Rewrite the rows from the line with "Target: white wall" through the last row, including both ends and the requests. Multiply each point coordinate in the answers by 1.85 and round it to a whole number, rounding halves up.
-- start Provided records --
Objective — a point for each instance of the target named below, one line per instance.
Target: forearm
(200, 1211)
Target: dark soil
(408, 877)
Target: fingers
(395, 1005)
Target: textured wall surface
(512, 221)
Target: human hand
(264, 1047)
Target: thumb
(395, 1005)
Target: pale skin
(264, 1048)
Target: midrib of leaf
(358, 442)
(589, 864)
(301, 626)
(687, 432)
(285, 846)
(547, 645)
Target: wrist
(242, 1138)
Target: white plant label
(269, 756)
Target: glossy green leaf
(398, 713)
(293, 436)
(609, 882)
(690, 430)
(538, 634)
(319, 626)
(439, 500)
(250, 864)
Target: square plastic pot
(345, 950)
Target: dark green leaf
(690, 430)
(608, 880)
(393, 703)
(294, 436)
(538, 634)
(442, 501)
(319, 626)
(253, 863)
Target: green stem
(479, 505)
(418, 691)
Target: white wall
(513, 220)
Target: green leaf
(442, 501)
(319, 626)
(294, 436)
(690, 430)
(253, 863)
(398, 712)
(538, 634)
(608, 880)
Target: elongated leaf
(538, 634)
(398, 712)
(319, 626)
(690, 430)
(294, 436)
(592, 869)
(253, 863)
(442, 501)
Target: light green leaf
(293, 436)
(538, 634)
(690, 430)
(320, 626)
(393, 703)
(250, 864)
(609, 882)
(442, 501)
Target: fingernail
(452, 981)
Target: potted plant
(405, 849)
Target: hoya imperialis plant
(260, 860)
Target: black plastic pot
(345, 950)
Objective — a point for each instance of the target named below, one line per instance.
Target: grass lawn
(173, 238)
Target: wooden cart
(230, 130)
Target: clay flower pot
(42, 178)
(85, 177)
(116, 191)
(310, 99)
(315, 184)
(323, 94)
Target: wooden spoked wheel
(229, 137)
-- end Provided records --
- [Response]:
Target: white wall
(949, 407)
Target: green leaf
(818, 927)
(590, 1158)
(544, 807)
(1277, 796)
(468, 1597)
(736, 1317)
(995, 1173)
(1125, 1628)
Target: elongated leaf
(995, 1173)
(736, 1317)
(590, 1158)
(1277, 796)
(544, 807)
(1095, 1608)
(468, 1597)
(818, 927)
Target: light green leaf
(542, 807)
(995, 1173)
(1277, 796)
(592, 1158)
(727, 1301)
(463, 1598)
(1127, 1632)
(818, 927)
Target: fingernail
(836, 1815)
Target: potted plant
(749, 1571)
Target: hoya imperialis plant
(481, 1591)
Target: black plastic pot
(638, 1758)
Objective — a point for each instance of the target named below, one line per instance.
Target: grass lawn
(320, 440)
Target: wooden cart
(426, 241)
Target: clay flower pot
(78, 329)
(157, 327)
(215, 353)
(574, 183)
(583, 340)
(598, 174)
Target: wooden spoked wheel
(424, 253)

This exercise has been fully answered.